Source material: Begin

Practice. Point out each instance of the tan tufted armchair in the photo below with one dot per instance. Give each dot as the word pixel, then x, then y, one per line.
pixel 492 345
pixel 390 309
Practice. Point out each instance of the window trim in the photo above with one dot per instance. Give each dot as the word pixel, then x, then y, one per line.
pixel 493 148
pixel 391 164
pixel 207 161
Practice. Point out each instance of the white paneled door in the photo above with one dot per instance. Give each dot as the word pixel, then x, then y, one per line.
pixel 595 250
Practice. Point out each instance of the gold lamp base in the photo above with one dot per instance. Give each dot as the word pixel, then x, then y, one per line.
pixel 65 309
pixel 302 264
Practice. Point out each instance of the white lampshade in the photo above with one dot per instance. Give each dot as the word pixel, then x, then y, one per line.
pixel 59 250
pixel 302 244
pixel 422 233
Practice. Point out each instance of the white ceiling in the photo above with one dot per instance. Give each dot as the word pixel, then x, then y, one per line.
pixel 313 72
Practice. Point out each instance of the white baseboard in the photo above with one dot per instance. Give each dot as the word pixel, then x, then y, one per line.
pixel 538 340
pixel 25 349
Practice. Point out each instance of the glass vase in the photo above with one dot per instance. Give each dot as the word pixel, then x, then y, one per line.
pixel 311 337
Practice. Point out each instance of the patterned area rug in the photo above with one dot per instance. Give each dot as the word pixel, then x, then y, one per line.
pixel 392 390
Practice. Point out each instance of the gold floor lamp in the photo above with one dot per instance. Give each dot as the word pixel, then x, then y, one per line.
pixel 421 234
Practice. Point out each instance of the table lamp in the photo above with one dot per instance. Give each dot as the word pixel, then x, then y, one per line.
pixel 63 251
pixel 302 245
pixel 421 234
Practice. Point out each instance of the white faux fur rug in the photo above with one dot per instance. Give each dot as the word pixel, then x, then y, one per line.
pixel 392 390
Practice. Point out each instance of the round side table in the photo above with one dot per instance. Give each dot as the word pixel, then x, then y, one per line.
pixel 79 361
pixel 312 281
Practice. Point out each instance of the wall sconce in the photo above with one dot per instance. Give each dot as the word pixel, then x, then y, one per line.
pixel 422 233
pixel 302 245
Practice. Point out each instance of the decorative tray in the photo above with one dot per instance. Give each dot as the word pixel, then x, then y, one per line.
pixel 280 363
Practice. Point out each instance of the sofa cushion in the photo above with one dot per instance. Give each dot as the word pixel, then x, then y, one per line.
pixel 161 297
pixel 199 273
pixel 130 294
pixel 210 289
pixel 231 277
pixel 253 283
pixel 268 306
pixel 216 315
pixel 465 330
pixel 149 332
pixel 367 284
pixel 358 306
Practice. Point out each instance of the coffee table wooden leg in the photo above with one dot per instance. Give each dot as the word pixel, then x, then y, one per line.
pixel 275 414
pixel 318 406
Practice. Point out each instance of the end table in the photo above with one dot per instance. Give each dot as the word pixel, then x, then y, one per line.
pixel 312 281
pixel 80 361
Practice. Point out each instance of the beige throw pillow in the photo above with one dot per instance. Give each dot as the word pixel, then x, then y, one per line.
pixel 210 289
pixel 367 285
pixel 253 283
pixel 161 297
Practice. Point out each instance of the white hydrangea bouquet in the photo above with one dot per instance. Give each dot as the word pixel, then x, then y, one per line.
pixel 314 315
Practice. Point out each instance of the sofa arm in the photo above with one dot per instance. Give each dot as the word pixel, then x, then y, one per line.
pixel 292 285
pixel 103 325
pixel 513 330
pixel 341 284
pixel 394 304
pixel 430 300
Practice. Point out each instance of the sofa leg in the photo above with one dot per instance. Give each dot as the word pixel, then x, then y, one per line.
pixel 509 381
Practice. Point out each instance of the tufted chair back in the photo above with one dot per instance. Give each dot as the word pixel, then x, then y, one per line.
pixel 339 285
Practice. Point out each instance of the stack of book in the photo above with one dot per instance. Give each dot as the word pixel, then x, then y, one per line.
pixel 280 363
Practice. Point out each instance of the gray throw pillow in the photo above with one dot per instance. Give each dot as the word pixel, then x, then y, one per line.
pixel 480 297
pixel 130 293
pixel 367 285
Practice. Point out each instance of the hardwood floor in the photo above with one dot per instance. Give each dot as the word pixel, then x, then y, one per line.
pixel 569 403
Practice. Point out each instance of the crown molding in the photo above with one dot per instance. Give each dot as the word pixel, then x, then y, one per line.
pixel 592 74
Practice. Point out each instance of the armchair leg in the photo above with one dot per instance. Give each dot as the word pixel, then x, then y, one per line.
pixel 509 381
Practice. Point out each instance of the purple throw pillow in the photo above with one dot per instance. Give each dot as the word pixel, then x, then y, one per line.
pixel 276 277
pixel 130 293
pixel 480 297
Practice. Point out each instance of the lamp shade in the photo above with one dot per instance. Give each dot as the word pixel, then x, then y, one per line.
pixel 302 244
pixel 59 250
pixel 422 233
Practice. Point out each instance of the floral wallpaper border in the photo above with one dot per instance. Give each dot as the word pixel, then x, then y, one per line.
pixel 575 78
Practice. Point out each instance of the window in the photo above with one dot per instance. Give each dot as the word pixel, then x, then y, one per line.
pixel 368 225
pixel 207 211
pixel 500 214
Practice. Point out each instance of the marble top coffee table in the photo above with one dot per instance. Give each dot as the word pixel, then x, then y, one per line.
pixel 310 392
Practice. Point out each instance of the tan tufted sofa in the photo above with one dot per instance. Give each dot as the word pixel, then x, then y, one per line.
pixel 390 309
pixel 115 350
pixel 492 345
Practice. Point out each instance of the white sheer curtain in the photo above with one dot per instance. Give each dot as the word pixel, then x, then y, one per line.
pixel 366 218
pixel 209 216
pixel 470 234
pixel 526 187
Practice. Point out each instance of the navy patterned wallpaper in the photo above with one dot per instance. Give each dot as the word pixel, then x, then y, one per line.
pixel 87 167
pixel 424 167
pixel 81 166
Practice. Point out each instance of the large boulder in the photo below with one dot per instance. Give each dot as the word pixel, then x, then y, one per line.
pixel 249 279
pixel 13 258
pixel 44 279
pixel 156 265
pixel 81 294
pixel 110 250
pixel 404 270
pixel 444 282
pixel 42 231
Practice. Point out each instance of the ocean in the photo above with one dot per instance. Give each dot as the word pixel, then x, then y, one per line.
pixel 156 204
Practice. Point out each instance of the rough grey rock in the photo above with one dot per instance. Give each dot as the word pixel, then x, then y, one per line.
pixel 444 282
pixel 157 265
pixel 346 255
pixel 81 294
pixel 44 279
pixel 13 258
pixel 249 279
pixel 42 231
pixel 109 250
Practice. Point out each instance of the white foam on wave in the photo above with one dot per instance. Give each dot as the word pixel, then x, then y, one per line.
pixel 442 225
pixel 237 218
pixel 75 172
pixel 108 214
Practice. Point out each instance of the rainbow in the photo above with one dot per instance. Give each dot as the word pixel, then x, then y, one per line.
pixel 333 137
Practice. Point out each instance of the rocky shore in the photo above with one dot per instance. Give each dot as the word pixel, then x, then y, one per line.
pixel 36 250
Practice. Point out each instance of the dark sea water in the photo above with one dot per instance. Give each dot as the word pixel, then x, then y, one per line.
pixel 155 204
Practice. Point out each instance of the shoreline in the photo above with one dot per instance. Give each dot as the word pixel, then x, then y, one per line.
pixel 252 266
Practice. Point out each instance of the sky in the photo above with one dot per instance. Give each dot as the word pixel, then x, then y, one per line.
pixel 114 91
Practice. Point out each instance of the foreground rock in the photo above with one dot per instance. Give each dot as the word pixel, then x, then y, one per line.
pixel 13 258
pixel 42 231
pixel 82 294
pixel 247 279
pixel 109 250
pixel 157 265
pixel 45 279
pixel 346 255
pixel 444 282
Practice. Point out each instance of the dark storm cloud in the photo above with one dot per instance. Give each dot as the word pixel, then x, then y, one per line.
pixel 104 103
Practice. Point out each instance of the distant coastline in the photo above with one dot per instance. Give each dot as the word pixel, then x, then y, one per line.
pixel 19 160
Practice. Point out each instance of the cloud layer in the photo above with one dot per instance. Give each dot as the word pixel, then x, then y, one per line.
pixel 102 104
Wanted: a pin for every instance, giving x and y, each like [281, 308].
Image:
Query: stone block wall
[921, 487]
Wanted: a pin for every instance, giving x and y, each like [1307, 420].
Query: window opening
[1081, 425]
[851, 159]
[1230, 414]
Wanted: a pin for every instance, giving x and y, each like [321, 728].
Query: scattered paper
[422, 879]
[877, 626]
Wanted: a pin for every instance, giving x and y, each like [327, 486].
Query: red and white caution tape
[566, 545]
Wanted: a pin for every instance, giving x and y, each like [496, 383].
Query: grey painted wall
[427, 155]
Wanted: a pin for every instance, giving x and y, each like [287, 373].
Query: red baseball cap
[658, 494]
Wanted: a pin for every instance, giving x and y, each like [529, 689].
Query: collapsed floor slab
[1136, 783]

Source material: End

• **Problem to work on**
Your answer should be the lines above that contain the word "Wanted", copied out.

• **Answer section**
Wanted: a pin for every instance, giving x and y, each like [281, 308].
Wanted: a pin for every instance, giving x and y, each like [1307, 420].
Wanted: a pin for every instance, giving x and y, each like [321, 728].
Wanted: a pin for every instance, giving x and y, each like [327, 486].
Wanted: a pin for every instance, giving x and y, each like [496, 383].
Wanted: a pin for every instance, giving x and y, each like [287, 373].
Wanted: a pin for every instance, giving x and y, each like [529, 689].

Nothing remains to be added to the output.